### What to work on
Reproduce the first line of the entries that follow and each later line, word for word, ending with the one containing "Carefully inspect this image for every instance of the paved".

Stored data entries:
>>>

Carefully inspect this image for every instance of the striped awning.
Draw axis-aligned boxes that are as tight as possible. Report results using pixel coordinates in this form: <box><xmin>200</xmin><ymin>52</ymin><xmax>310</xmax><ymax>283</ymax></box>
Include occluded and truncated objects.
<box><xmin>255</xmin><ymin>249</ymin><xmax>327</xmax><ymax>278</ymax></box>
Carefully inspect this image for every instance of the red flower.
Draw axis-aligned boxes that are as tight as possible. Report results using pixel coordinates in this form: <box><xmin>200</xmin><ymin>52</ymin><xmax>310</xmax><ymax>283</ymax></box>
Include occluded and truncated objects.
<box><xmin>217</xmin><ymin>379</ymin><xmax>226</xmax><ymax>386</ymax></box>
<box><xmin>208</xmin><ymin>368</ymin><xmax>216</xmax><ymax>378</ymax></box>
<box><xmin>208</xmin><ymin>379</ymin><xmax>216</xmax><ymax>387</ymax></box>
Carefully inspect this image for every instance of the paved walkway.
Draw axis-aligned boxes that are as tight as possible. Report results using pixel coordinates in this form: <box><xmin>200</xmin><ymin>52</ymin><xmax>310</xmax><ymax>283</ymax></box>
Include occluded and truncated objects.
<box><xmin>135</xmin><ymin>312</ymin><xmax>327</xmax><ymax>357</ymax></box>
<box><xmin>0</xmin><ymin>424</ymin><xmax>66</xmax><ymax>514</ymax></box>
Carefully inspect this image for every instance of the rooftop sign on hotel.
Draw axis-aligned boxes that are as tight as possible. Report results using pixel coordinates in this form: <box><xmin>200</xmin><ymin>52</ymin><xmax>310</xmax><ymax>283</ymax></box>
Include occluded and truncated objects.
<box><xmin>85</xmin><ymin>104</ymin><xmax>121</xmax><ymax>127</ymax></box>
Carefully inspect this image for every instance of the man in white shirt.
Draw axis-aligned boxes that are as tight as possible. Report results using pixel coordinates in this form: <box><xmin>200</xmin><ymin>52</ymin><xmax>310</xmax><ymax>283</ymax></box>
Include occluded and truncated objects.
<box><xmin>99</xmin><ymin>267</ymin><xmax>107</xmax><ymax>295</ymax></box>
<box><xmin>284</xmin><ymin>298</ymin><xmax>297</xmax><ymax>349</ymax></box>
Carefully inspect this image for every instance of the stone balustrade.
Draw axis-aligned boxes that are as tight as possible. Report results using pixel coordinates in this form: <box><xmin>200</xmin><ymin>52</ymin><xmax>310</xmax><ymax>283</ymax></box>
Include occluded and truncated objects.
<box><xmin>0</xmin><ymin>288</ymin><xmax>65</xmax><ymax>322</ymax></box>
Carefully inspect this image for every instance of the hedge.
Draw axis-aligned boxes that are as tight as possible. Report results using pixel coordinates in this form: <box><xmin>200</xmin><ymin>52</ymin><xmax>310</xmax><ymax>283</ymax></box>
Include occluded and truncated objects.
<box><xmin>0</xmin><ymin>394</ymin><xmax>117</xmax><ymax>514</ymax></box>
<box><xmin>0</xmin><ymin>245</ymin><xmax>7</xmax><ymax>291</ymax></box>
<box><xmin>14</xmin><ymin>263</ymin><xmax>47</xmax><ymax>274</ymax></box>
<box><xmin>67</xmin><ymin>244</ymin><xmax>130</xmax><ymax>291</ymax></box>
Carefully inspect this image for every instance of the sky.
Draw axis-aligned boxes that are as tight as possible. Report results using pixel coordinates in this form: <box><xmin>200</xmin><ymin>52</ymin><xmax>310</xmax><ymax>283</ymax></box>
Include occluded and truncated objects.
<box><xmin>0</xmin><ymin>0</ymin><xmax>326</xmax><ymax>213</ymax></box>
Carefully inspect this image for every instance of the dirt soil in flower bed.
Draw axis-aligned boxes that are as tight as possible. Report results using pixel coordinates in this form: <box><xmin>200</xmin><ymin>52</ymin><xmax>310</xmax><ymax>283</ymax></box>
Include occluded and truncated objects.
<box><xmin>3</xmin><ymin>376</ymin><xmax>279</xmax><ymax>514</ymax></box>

<<<

### Written solution
Carefully inspect this image for every instance of the striped awning.
Draw axis-aligned boxes that are as tight as possible. Report results using pixel coordinates in this form: <box><xmin>200</xmin><ymin>52</ymin><xmax>310</xmax><ymax>283</ymax></box>
Include occluded and truncated objects.
<box><xmin>255</xmin><ymin>249</ymin><xmax>327</xmax><ymax>278</ymax></box>
Carefully inspect this image for every instance of the red flower.
Draw axis-aligned boxes that are as tight as possible. Report results using pixel coordinates in this form: <box><xmin>200</xmin><ymin>52</ymin><xmax>310</xmax><ymax>283</ymax></box>
Include occluded and truncated objects.
<box><xmin>217</xmin><ymin>379</ymin><xmax>226</xmax><ymax>386</ymax></box>
<box><xmin>208</xmin><ymin>368</ymin><xmax>216</xmax><ymax>378</ymax></box>
<box><xmin>208</xmin><ymin>379</ymin><xmax>216</xmax><ymax>387</ymax></box>
Carefully inspect this image for every instance of the paved walkway.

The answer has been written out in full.